48 La Cour a également précisé, en ce qui concerne la charge de la preuve, que c’est à l’assujetti qui demande la déduction de la TVA qu’il incombe d’établir qu’il répond aux conditions pour en bénéficier. Ainsi, l’assujetti est tenu de fournir des preuves objectives que des biens ou des services lui ont effectivement été livrés ou fournis en amont par un assujetti, pour les besoins de ses propres opérations soumises à la TVA et à l’égard desquels il s’est effectivement acquitté de la TVA (arrêt du
11 novembre 2021, Ferimet, C‑281/20, EU:C:2021:910, points 38 et 39 ainsi que jurisprudence citée).

49 Par ailleurs, la Cour a considéré à plusieurs reprises que le fait que la prestation concernée n’a pas été concrètement réalisée par le fournisseur mentionné sur les factures, notamment parce que ce dernier ne disposerait pas des personnels, des matériels et des actifs nécessaires, ne suffit pas, par lui-même, à exclure le droit à déduction, ce fait pouvant être la conséquence tant d’une dissimulation frauduleuse des fournisseurs que du simple recours à des sous-traitants (voir, en ce sens,
ordonnance du 3 septembre 2020, Vikingo Fővállalkozó, C‑610/19, EU:C:2020:673, point 47 et jurisprudence citée).

50 Il s’ensuit que, si, comme l’indique la juridiction de renvoi, les prestations de services en cause au principal ont réellement été réalisées et qu’elles ont été utilisées en aval par A.T.S. 2003 pour les besoins de ses opérations taxées, le bénéfice du droit à déduction ne saurait, en principe, lui être refusé (voir, par analogie, ordonnance du 3 septembre 2020, Vikingo Fővállalkozó, C‑610/19, EU:C:2020:673, point 49 et jurisprudence citée).

◆ ◆ ◆

PARTIES DE L'EXERCICE:
**a.** D'après l'extrait sur le droit à déduction de la TVA :
(i) À qui incombe-t-il d'établir que les conditions de la déduction de la TVA sont remplies ?
(ii) De quoi le fait que le fournisseur mentionné sur les factures n'a pas réalisé la prestation peut-il être la conséquence ?
(iii) Quelle société a utilisé en aval les prestations de services en cause au principal ?
**b.** Recopiez le passage de l'extrait sur le droit à déduction de la TVA commençant par « 48 La Cour a » et se terminant par « que jurisprudence citée). », en substituant « preuves tangibles » à « preuves objectives ».
**c.** Poursuivez l'extrait sur le droit à déduction de la TVA à partir de sa dernière phrase.

◆ ◆ ◆

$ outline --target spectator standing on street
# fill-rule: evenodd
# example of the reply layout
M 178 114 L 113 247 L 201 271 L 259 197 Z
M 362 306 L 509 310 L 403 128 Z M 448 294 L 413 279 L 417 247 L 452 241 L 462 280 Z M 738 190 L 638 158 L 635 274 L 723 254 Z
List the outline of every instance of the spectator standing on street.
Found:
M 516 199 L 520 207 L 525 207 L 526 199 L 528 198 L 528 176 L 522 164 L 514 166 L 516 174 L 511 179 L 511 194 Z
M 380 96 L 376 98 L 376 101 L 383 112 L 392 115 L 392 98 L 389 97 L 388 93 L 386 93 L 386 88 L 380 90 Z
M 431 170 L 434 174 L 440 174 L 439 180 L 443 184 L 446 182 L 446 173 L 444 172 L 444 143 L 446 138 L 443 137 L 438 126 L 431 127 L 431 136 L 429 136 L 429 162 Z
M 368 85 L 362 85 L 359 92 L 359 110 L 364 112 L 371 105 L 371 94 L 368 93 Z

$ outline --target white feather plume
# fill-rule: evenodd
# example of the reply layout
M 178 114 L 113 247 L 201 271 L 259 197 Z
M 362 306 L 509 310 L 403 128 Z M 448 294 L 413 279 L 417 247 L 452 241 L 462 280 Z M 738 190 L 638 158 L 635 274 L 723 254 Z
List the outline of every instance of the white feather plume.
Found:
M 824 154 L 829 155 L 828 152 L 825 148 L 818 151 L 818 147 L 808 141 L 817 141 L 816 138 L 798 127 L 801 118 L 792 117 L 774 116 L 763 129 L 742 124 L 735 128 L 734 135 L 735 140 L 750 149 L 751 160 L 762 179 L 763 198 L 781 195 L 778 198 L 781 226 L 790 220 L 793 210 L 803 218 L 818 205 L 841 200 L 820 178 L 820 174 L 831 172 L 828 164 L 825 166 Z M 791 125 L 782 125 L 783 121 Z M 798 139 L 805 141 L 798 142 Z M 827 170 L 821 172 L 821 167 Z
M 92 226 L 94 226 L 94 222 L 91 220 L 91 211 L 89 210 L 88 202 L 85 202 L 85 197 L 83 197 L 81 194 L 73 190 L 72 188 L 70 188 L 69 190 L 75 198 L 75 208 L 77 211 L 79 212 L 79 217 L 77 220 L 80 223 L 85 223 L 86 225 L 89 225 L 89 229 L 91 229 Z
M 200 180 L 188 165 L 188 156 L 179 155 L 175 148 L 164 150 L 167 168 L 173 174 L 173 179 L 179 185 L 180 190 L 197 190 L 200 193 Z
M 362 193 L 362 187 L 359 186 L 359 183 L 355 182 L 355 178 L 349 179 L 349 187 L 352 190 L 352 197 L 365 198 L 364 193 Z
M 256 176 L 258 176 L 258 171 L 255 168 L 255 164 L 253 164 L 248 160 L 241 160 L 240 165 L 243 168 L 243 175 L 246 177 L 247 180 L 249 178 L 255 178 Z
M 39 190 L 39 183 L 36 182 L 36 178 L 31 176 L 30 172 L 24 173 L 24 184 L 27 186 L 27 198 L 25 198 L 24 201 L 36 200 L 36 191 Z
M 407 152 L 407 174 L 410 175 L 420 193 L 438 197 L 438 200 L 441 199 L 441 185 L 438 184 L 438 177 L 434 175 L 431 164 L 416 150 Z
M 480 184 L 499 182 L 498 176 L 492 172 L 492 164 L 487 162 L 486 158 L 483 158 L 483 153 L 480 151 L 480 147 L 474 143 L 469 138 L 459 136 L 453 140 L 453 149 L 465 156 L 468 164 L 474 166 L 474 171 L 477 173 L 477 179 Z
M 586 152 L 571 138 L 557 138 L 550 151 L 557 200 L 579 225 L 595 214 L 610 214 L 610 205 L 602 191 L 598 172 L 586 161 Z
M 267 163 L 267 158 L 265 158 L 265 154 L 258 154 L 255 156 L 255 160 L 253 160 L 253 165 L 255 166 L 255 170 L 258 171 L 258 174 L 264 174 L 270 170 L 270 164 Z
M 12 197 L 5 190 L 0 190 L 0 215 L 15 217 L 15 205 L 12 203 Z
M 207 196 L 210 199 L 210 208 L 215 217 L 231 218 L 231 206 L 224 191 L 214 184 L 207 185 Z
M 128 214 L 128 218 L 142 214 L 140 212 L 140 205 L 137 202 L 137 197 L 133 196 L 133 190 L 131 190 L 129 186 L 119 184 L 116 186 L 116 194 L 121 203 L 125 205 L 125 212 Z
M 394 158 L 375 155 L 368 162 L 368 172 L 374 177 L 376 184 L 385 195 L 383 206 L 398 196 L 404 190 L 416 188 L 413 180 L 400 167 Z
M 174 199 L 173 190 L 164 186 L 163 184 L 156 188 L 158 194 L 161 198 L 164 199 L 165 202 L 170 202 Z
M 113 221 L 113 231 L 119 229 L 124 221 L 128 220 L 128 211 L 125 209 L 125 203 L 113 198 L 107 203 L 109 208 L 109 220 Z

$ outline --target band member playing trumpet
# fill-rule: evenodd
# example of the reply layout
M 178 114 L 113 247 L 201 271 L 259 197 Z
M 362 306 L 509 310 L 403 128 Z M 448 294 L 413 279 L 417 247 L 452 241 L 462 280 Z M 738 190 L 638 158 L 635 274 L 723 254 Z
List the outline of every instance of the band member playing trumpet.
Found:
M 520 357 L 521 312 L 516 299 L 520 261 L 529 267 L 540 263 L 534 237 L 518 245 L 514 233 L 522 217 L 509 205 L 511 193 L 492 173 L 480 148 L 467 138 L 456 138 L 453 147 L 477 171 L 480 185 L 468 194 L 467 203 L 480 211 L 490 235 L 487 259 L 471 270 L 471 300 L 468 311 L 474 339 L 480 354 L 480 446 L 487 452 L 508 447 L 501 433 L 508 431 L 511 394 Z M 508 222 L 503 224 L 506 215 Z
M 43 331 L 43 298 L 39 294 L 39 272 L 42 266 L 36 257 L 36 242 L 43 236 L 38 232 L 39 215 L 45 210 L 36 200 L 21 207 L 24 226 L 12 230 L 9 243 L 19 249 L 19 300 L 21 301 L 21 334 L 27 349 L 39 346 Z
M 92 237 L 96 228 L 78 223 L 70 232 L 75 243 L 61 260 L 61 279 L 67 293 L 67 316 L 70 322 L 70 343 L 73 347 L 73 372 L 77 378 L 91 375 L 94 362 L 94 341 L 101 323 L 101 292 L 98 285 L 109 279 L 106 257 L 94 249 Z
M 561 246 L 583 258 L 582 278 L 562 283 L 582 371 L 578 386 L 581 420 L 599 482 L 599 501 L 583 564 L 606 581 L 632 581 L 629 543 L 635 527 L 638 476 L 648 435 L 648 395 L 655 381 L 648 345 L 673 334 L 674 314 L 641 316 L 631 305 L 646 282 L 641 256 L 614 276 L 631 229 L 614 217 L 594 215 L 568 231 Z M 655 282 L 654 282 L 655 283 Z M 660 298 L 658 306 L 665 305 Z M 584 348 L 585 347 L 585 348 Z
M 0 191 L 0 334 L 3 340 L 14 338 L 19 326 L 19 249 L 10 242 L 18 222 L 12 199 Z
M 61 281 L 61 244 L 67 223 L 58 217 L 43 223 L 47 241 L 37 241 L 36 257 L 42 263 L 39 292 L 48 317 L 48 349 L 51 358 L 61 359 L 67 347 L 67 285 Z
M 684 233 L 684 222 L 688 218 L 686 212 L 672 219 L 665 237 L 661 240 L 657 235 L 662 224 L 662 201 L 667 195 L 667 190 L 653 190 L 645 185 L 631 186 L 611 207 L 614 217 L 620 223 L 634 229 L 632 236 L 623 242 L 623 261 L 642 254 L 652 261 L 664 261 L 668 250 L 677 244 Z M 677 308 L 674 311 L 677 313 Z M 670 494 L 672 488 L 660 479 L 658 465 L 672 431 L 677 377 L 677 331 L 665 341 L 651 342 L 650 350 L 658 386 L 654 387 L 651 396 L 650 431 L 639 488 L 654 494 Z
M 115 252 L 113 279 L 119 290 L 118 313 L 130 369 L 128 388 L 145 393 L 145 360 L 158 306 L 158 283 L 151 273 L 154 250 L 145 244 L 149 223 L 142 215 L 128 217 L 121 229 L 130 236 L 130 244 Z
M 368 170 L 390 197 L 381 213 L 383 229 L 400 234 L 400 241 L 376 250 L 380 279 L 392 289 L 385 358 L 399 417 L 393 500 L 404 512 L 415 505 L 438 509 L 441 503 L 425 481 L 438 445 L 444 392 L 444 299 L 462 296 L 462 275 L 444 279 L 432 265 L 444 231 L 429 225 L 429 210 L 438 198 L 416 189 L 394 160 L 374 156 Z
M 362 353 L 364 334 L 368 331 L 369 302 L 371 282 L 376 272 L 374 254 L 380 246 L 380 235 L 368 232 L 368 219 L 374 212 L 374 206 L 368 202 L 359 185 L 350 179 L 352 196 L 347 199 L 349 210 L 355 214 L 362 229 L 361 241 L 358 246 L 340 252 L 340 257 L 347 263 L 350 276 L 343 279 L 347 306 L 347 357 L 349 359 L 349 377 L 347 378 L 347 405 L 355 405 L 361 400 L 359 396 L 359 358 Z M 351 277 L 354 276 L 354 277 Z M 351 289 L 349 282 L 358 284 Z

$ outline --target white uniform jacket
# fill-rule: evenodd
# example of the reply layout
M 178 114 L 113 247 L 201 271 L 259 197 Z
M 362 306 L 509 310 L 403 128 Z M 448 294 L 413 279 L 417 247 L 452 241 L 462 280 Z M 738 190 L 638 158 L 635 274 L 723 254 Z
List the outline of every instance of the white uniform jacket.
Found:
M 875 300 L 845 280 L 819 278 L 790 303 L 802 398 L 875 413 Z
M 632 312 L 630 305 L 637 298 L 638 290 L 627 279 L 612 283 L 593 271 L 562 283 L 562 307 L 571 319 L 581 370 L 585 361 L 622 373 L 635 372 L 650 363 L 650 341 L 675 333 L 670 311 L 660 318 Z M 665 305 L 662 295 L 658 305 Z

◆ ◆ ◆

RÉPONSES RÉDIGÉES:
**a.**
(i) À l'assujetti qui demande la déduction de la TVA.
(ii) D'une dissimulation frauduleuse des fournisseurs ou du simple recours à des sous-traitants.
(iii) A.T.S. 2003.

**b.**
48 La Cour a également précisé, en ce qui concerne la charge de la preuve, que c’est à l’assujetti qui demande la déduction de la TVA qu’il incombe d’établir qu’il répond aux conditions pour en bénéficier. Ainsi, l’assujetti est tenu de fournir des preuves tangibles que des biens ou des services lui ont effectivement été livrés ou fournis en amont par un assujetti, pour les besoins de ses propres opérations soumises à la TVA et à l’égard desquels il s’est effectivement acquitté de la TVA (arrêt du
11 novembre 2021, Ferimet, C‑281/20, EU:C:2021:910, points 38 et 39 ainsi que jurisprudence citée).

**c.**
51 Toutefois, quand bien même les conditions matérielles du droit à déduction sont réunies, il appartient aux autorités et aux juridictions nationales de refuser le bénéfice du droit à déduction s’il est établi, au vu d’éléments objectifs, que ce droit est invoqué frauduleusement ou abusivement (voir, en ce sens, arrêts du 6 juillet 2006, Kittel et Recolta Recycling, C‑439/04 et C‑440/04, EU:C:2006:446, points 54 et 55, ainsi que du 11 novembre 2021, Ferimet, C‑281/20, EU:C:2021:910, point 45 et
jurisprudence citée).

52 S’agissant de la fraude, selon une jurisprudence constante, le bénéfice du droit à déduction doit être refusé non seulement lorsqu’une fraude à la TVA est commise par l’assujetti lui-même, mais également lorsqu’il est établi, au vu d’éléments objectifs, que l’assujetti, auquel les biens ou les services servant de base pour fonder le droit à déduction ont été livrés ou fournis, savait ou aurait dû savoir que, par l’acquisition des biens ou des services servant de base pour fonder le droit à
déduction, il participait à une opération impliquée dans une telle fraude commise par le fournisseur ou un autre opérateur intervenant en amont ou en aval dans la chaîne des livraisons ou des prestations (voir, en ce sens, arrêt du 11 novembre 2021, Ferimet, C‑281/20, EU:C:2021:910, points 46 et 48 ainsi que jurisprudence citée).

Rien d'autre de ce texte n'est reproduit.